» **WHAT YOU WILL DO**:
Restate the lines exactly, starting at the line that contains "Target: lamp post" and finishing with the final line of the records.

[Start of section]

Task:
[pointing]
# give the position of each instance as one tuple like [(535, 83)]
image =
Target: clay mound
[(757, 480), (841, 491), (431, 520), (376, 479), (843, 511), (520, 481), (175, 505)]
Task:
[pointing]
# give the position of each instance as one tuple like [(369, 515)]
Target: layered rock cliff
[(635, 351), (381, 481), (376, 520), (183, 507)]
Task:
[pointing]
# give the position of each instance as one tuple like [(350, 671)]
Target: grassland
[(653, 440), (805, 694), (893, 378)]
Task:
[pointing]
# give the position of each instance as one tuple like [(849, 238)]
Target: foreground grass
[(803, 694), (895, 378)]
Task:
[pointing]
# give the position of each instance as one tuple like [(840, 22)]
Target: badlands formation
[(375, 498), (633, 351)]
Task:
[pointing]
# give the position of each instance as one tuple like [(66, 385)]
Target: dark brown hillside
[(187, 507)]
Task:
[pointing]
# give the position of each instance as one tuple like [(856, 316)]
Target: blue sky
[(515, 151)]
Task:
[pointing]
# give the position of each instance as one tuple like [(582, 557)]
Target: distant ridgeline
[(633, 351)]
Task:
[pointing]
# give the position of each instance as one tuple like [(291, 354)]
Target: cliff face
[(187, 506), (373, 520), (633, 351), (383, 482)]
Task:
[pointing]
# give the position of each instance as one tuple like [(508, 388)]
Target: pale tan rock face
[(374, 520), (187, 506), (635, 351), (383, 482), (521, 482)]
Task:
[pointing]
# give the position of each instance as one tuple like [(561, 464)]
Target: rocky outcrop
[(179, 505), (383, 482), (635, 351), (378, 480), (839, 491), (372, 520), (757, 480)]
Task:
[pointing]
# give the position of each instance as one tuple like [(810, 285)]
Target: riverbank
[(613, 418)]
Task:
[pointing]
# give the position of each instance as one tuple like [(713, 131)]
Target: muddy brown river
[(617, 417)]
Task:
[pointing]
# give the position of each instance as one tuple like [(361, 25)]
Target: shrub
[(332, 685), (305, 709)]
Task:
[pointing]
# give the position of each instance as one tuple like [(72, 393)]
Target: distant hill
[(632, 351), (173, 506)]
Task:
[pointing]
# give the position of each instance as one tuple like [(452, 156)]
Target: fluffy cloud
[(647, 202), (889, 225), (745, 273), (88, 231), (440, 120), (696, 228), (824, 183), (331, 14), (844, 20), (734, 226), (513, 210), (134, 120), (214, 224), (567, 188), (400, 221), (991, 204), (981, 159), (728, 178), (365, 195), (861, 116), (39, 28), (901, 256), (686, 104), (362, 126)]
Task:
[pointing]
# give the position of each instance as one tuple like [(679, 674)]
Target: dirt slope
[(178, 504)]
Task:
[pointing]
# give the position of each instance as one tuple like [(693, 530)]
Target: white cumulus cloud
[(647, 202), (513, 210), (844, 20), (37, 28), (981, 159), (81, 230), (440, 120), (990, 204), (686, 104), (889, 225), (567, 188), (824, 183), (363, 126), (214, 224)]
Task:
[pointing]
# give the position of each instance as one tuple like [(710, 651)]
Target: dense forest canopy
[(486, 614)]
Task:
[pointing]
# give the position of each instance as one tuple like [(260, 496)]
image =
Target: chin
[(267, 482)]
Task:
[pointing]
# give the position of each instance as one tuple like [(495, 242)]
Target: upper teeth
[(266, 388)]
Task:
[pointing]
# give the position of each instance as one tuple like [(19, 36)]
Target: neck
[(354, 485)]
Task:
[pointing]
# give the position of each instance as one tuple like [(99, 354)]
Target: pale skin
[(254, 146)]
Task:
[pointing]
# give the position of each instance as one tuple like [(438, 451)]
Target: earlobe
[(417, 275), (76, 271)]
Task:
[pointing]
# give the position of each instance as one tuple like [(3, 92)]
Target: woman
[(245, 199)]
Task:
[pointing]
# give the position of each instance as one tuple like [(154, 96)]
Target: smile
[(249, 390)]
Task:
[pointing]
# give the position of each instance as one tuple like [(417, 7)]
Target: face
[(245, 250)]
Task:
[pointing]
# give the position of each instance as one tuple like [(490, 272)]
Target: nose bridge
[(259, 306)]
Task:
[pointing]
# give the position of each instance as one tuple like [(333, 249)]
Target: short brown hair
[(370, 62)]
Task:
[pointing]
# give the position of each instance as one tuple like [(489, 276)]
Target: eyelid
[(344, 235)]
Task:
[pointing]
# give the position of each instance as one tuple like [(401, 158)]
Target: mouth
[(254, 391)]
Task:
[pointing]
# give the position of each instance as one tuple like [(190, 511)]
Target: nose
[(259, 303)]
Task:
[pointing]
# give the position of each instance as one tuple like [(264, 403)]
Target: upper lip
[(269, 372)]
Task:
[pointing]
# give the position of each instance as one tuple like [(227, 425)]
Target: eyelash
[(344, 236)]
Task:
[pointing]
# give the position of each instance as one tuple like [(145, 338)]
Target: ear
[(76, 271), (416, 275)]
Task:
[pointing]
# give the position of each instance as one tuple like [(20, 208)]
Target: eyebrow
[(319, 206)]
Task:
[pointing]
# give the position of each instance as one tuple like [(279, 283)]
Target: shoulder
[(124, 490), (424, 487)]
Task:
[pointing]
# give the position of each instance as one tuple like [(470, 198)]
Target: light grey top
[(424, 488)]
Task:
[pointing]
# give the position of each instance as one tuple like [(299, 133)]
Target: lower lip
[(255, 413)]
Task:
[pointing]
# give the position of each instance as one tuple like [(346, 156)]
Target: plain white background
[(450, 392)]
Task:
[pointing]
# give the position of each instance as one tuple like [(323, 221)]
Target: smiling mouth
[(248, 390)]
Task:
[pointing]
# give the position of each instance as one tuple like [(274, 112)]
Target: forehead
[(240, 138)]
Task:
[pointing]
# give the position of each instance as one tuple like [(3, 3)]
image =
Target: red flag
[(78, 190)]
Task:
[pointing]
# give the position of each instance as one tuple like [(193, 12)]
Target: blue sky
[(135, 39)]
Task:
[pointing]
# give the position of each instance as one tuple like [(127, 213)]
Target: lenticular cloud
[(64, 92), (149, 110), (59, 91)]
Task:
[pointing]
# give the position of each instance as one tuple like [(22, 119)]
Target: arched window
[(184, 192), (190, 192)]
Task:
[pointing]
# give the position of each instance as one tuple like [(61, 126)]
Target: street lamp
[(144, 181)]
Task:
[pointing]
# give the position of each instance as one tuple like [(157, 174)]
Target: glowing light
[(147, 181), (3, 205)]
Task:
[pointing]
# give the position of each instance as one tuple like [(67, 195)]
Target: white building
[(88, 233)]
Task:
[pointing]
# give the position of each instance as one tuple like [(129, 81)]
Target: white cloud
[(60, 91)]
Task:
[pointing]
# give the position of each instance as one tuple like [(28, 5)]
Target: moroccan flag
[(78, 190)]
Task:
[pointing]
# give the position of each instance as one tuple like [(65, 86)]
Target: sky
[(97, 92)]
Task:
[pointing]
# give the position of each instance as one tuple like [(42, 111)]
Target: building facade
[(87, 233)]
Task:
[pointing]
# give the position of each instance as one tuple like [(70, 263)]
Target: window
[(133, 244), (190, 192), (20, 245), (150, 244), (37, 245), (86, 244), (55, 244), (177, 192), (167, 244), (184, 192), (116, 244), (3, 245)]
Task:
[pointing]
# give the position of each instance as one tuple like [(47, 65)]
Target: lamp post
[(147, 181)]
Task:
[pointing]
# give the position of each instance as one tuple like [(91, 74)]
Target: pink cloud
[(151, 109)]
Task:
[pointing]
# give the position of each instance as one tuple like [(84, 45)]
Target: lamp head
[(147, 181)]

[End of section]

» **TASK ANSWER**:
Target: lamp post
[(147, 181)]
Task:
[pointing]
# give the position of each instance as one tuple like [(91, 74)]
Target: pink cloud
[(151, 109)]
Task:
[pointing]
# give the position of each instance as one tuple like [(84, 45)]
Target: lamp head
[(147, 181)]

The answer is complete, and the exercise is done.